Records from a data collection:
▬▬▬▬▬▬▬▬▬▬
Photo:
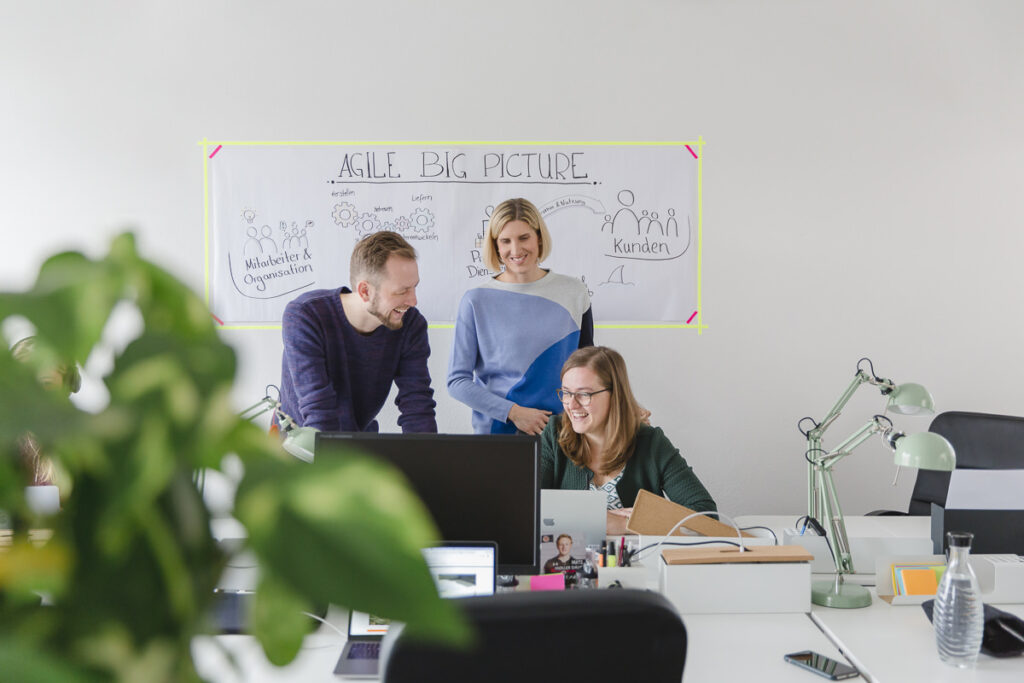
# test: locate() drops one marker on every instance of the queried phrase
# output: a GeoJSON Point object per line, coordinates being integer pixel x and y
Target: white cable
{"type": "Point", "coordinates": [327, 624]}
{"type": "Point", "coordinates": [739, 535]}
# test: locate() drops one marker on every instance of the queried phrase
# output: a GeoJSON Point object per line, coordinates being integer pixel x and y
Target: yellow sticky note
{"type": "Point", "coordinates": [920, 582]}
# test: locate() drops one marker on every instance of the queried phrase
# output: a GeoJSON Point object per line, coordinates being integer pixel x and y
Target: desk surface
{"type": "Point", "coordinates": [897, 643]}
{"type": "Point", "coordinates": [885, 642]}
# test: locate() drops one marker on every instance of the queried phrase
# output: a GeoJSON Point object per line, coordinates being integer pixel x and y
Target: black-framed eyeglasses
{"type": "Point", "coordinates": [583, 397]}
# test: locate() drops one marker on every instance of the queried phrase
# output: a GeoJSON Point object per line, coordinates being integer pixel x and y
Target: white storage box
{"type": "Point", "coordinates": [739, 588]}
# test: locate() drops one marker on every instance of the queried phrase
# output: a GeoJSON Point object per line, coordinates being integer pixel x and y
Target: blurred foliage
{"type": "Point", "coordinates": [131, 565]}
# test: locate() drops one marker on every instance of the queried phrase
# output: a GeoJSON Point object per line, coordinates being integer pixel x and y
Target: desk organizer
{"type": "Point", "coordinates": [631, 577]}
{"type": "Point", "coordinates": [773, 579]}
{"type": "Point", "coordinates": [1000, 578]}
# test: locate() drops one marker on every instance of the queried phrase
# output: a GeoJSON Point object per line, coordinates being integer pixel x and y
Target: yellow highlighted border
{"type": "Point", "coordinates": [699, 143]}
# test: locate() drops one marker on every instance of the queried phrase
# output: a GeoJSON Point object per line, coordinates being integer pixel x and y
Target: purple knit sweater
{"type": "Point", "coordinates": [336, 379]}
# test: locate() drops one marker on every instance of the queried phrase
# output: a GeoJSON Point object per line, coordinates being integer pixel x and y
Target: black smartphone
{"type": "Point", "coordinates": [822, 666]}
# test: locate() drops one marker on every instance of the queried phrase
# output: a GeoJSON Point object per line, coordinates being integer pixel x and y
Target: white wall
{"type": "Point", "coordinates": [861, 181]}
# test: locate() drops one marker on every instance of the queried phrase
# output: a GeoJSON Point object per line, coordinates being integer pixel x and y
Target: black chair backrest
{"type": "Point", "coordinates": [564, 636]}
{"type": "Point", "coordinates": [982, 441]}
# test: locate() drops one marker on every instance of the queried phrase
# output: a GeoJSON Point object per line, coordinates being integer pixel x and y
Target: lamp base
{"type": "Point", "coordinates": [840, 595]}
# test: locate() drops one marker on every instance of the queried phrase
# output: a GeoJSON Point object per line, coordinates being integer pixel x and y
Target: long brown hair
{"type": "Point", "coordinates": [624, 411]}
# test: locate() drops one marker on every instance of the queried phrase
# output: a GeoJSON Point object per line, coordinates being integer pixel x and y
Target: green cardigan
{"type": "Point", "coordinates": [655, 465]}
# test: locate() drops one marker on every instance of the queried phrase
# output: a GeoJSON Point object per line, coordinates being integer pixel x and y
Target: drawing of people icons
{"type": "Point", "coordinates": [260, 242]}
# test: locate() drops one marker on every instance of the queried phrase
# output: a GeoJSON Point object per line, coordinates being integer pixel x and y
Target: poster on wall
{"type": "Point", "coordinates": [283, 218]}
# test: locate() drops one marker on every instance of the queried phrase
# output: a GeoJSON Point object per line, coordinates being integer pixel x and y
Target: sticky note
{"type": "Point", "coordinates": [920, 582]}
{"type": "Point", "coordinates": [548, 582]}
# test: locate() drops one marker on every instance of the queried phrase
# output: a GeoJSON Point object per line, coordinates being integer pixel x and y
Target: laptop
{"type": "Point", "coordinates": [574, 512]}
{"type": "Point", "coordinates": [460, 568]}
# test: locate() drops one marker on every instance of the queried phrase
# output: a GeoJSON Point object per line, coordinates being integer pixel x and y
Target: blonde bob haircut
{"type": "Point", "coordinates": [624, 412]}
{"type": "Point", "coordinates": [505, 213]}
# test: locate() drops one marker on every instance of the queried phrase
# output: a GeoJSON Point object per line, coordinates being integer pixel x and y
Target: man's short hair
{"type": "Point", "coordinates": [371, 254]}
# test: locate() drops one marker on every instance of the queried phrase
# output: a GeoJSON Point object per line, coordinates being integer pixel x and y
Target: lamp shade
{"type": "Point", "coordinates": [926, 451]}
{"type": "Point", "coordinates": [299, 441]}
{"type": "Point", "coordinates": [911, 398]}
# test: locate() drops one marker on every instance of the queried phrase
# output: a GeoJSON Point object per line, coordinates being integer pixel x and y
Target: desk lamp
{"type": "Point", "coordinates": [925, 451]}
{"type": "Point", "coordinates": [298, 440]}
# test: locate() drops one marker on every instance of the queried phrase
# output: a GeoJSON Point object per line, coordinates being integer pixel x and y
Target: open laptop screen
{"type": "Point", "coordinates": [463, 569]}
{"type": "Point", "coordinates": [460, 570]}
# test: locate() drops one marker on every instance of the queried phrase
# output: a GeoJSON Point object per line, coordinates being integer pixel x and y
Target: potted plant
{"type": "Point", "coordinates": [130, 568]}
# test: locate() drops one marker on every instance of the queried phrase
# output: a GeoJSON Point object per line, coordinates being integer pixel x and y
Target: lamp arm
{"type": "Point", "coordinates": [855, 439]}
{"type": "Point", "coordinates": [832, 513]}
{"type": "Point", "coordinates": [263, 406]}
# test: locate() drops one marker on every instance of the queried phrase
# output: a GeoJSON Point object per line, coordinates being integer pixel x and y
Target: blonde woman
{"type": "Point", "coordinates": [515, 331]}
{"type": "Point", "coordinates": [601, 443]}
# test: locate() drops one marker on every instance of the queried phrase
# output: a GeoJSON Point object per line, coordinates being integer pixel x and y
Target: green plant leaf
{"type": "Point", "coordinates": [20, 660]}
{"type": "Point", "coordinates": [278, 621]}
{"type": "Point", "coordinates": [347, 531]}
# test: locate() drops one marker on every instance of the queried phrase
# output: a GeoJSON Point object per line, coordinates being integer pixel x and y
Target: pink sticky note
{"type": "Point", "coordinates": [548, 582]}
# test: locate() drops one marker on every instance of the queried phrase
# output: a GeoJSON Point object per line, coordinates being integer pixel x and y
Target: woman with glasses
{"type": "Point", "coordinates": [515, 331]}
{"type": "Point", "coordinates": [601, 443]}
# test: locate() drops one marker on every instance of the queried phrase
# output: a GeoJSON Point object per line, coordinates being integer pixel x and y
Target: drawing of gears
{"type": "Point", "coordinates": [422, 220]}
{"type": "Point", "coordinates": [344, 214]}
{"type": "Point", "coordinates": [367, 223]}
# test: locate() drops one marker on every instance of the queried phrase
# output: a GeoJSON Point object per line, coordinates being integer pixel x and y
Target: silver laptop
{"type": "Point", "coordinates": [574, 512]}
{"type": "Point", "coordinates": [460, 568]}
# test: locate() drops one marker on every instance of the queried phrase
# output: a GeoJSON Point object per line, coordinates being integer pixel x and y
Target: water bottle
{"type": "Point", "coordinates": [958, 614]}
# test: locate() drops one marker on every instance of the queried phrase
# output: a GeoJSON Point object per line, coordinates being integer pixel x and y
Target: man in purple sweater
{"type": "Point", "coordinates": [343, 348]}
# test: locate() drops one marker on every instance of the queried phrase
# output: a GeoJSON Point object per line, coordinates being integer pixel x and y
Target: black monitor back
{"type": "Point", "coordinates": [563, 636]}
{"type": "Point", "coordinates": [476, 486]}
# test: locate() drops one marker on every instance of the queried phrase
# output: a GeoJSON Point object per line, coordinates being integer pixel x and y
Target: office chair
{"type": "Point", "coordinates": [982, 441]}
{"type": "Point", "coordinates": [565, 636]}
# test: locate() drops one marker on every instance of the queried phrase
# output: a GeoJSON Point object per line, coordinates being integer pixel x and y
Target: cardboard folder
{"type": "Point", "coordinates": [654, 515]}
{"type": "Point", "coordinates": [710, 555]}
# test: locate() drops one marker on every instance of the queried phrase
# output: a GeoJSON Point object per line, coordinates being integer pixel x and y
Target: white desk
{"type": "Point", "coordinates": [750, 647]}
{"type": "Point", "coordinates": [870, 537]}
{"type": "Point", "coordinates": [315, 660]}
{"type": "Point", "coordinates": [885, 643]}
{"type": "Point", "coordinates": [897, 644]}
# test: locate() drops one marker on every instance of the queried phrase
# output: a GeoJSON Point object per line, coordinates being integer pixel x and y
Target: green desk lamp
{"type": "Point", "coordinates": [298, 440]}
{"type": "Point", "coordinates": [925, 451]}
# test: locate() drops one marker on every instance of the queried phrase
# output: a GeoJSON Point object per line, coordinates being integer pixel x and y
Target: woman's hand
{"type": "Point", "coordinates": [617, 519]}
{"type": "Point", "coordinates": [528, 420]}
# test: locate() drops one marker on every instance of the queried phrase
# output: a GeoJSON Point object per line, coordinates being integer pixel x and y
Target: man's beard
{"type": "Point", "coordinates": [385, 318]}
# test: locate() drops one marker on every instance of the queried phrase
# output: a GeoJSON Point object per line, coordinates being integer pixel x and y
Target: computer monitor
{"type": "Point", "coordinates": [476, 486]}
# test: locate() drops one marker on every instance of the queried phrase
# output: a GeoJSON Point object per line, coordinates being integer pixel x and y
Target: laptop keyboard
{"type": "Point", "coordinates": [365, 651]}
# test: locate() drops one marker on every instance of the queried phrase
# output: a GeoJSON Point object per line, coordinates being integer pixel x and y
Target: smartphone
{"type": "Point", "coordinates": [822, 666]}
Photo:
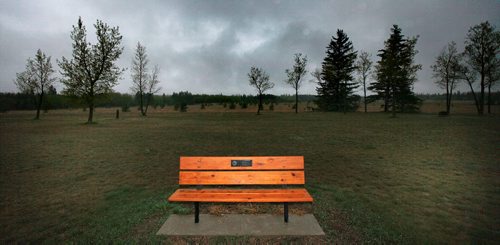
▬▬▬▬▬▬▬▬▬▬
Given request » Count the lines in the rows above that contain the word "green", treating uppercase and lowercase as different, and give only the number.

Output » 3